++++ Dataset entries ++++
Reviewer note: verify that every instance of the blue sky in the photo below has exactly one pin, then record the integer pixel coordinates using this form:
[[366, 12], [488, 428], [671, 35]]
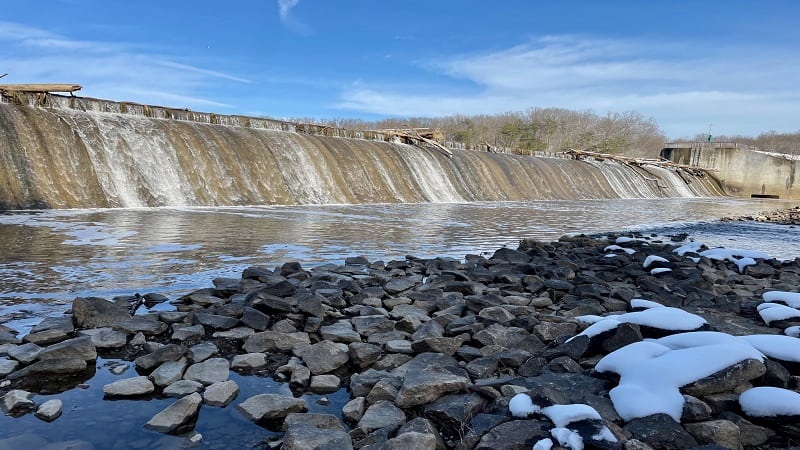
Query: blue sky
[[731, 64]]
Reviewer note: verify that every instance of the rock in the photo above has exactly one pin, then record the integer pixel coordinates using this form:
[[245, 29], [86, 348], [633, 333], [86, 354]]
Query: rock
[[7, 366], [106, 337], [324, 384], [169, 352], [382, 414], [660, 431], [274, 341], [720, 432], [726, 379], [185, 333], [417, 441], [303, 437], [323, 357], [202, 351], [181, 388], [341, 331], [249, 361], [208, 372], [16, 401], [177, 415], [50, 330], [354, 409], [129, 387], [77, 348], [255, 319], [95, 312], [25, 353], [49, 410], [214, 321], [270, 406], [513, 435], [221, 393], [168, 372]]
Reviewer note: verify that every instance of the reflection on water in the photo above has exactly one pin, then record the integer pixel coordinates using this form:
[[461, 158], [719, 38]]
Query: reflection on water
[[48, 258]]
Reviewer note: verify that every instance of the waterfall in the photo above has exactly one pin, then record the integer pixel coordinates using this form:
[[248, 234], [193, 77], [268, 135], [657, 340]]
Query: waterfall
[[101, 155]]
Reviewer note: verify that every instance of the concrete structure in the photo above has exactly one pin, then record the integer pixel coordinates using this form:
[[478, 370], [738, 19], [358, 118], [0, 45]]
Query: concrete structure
++++
Problem to work on: Your copy should match the data exactly, apart from the images, which are dropped.

Output below:
Reviewer note: verify that every instance of the blue sky in the photo below has exactly one pin, then record the integer pixel coordinates using this form:
[[366, 12], [488, 428], [671, 35]]
Query: blue sky
[[731, 64]]
Reviewer note: verify that every instance of the rock in the photo above has exactly one pin, then record the integer pixel coordinates using this form:
[[245, 29], [86, 348], [633, 333], [86, 354]]
Query: rock
[[7, 366], [106, 337], [324, 384], [169, 352], [382, 414], [660, 431], [274, 341], [720, 432], [726, 379], [185, 333], [417, 441], [303, 437], [323, 357], [202, 351], [181, 388], [341, 331], [249, 361], [208, 372], [16, 401], [177, 415], [50, 330], [354, 409], [129, 387], [77, 348], [255, 319], [95, 312], [25, 353], [49, 410], [214, 321], [270, 406], [513, 435], [221, 393], [168, 372]]
Reviewer note: verify that every instance of the reflection on water in the photo above has exactly one pin, then record the integer pixel coordinates using this form:
[[461, 158], [719, 38]]
Query: reflection on water
[[48, 258]]
Reviewer note: verify that every instance of the waterfall in the photo above has exactly one pin, then record the integer pixel coordinates using this form:
[[248, 234], [193, 77], [268, 135], [657, 340]]
Query: waterfall
[[101, 155]]
Reviewer note: verify that every instance of the concrete structure in the photo above has exactly one pin, then record the integer pixel coordinates using this form:
[[478, 370], [738, 19], [358, 118], [0, 45]]
Query: concrete structure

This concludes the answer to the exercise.